Semantic Studio

Arity’s Semantic Studio is the workhorse that powers Semantic Search.  It predigests documents using its natural language processing (NLP) and ontologies so that the knowledge within is exposed.  This processing includes identifying the “gist” of a document or subsection of a document so precise matching to need can be facilitated.  When updates to documents occur, the indices will be automatically updated as well.

Arity’s Semantic Studio improves the quality of search across both internal and external resources by adding the dimension of meaning. Determining relevant results exploits both the context of terms used within documents and the context of user preferences and expected usage.  This product is now being deployed as the indexing and search engine within EXPRESSway, as the information extraction engine for content being re-targeted in a new product to be released by Elsevier later this year, and for an exciting new portal Web site for physicians also to be rolled out later this year.

The naïve approach to indexing is to recognize key terms and their relative frequency in a corpus.  In addition to traditional search tactics, Arity employs semantic indexing to provide a richer experience based on these strategies:

  • Document Context
    1. recognition that the same concept has many manifestations via synonyms and linguistic variations (such as a single enzyme can have 20 or more different names or identifiers, some of which may be unique to a given resource),
    2. the gist of a concept (roughly: the way the context applies to the concept, such as use vs. synthesis of a material) can be assessed via the framework and context in which it appears, and
    3. an ontology of associations and relationships (such as certain biomarkers might be associated with certain signals or adverse events) can reveal related, analogous or more focused trains of thought or interest; and
  • User Context
    1. recognition of the user’s objectives and interests (i.e., job role or sophistication of articles from instructional to survey to study results)

Stored data entries:

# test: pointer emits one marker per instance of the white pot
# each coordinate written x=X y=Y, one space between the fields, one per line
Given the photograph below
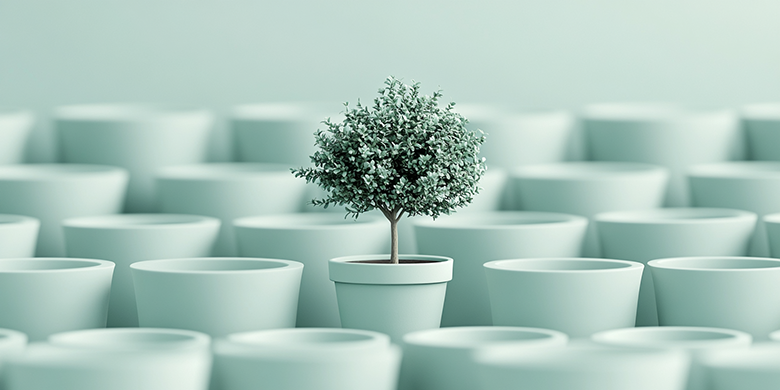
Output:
x=116 y=359
x=741 y=293
x=757 y=368
x=18 y=235
x=228 y=191
x=127 y=238
x=577 y=296
x=698 y=342
x=581 y=367
x=762 y=130
x=42 y=296
x=473 y=239
x=744 y=185
x=313 y=239
x=276 y=132
x=217 y=296
x=138 y=138
x=663 y=135
x=589 y=188
x=15 y=129
x=645 y=235
x=306 y=359
x=390 y=298
x=12 y=345
x=53 y=192
x=442 y=359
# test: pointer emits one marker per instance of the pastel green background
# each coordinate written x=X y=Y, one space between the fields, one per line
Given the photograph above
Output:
x=540 y=53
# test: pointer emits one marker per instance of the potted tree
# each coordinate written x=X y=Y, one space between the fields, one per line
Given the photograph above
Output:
x=405 y=155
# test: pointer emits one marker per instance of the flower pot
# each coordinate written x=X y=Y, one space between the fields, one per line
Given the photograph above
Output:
x=18 y=235
x=645 y=235
x=581 y=367
x=744 y=185
x=589 y=188
x=698 y=342
x=312 y=239
x=15 y=129
x=741 y=293
x=762 y=130
x=757 y=368
x=140 y=139
x=276 y=132
x=42 y=296
x=12 y=345
x=53 y=192
x=473 y=239
x=306 y=359
x=442 y=359
x=217 y=296
x=127 y=238
x=664 y=135
x=577 y=296
x=228 y=191
x=117 y=359
x=394 y=299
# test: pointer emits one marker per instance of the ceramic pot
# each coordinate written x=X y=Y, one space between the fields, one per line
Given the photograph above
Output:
x=473 y=239
x=589 y=188
x=280 y=133
x=127 y=238
x=228 y=191
x=217 y=296
x=743 y=185
x=762 y=130
x=138 y=138
x=741 y=293
x=698 y=342
x=394 y=299
x=645 y=235
x=664 y=135
x=15 y=129
x=756 y=368
x=442 y=359
x=306 y=359
x=18 y=235
x=117 y=359
x=42 y=296
x=53 y=192
x=581 y=367
x=312 y=239
x=577 y=296
x=12 y=345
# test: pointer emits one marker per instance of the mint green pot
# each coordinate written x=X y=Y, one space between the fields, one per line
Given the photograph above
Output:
x=475 y=238
x=128 y=238
x=394 y=299
x=18 y=235
x=312 y=239
x=139 y=138
x=306 y=359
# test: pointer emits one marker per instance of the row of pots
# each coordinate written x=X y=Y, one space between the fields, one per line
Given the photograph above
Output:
x=459 y=358
x=143 y=139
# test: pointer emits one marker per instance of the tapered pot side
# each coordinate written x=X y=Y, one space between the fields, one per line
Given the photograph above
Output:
x=577 y=296
x=394 y=299
x=643 y=235
x=741 y=293
x=473 y=239
x=128 y=238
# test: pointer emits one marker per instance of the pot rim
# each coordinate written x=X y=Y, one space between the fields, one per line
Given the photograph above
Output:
x=346 y=270
x=140 y=221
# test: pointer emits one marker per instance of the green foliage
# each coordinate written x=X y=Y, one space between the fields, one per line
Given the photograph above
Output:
x=404 y=154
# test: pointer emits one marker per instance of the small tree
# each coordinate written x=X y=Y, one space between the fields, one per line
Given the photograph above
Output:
x=404 y=155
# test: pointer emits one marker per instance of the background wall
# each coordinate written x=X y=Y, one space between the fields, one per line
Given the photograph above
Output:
x=519 y=54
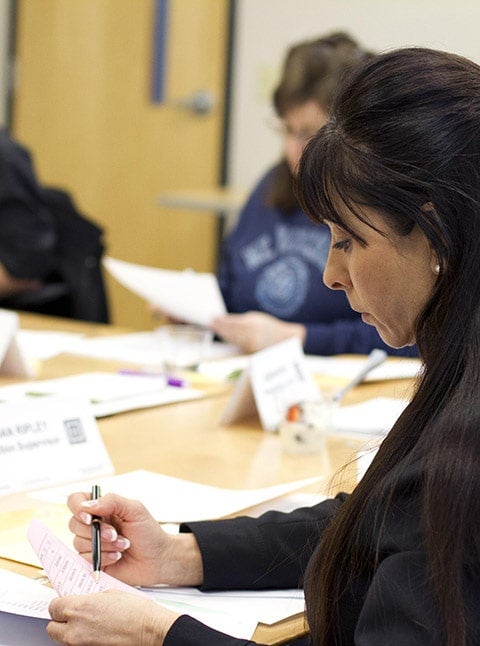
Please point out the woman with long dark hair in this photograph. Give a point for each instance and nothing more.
(395, 174)
(271, 264)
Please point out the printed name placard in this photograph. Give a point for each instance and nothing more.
(274, 379)
(12, 361)
(50, 441)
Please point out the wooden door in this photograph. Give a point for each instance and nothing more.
(83, 106)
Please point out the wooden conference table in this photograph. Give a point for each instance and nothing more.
(186, 440)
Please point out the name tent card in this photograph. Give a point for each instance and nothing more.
(50, 441)
(274, 379)
(12, 361)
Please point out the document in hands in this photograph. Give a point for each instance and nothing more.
(185, 295)
(236, 613)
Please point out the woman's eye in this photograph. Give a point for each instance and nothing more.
(342, 244)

**Work task:** Summarize the Semantic Studio description in two sentences. These items were drawn from a different source than the text.

**Expected output:** Arity's Semantic Studio powers Semantic Search by predigesting documents with natural language processing and ontologies, identifying the gist of a document or subsection, and updating indices automatically when documents change. Beyond traditional search tactics, it uses semantic indexing based on document context (synonyms and linguistic variations, a concept's gist, and an ontology of associations and relationships) and user context (the user's objectives and interests), and it is being deployed in EXPRESSway, in a new Elsevier product, and in a portal Web site for physicians.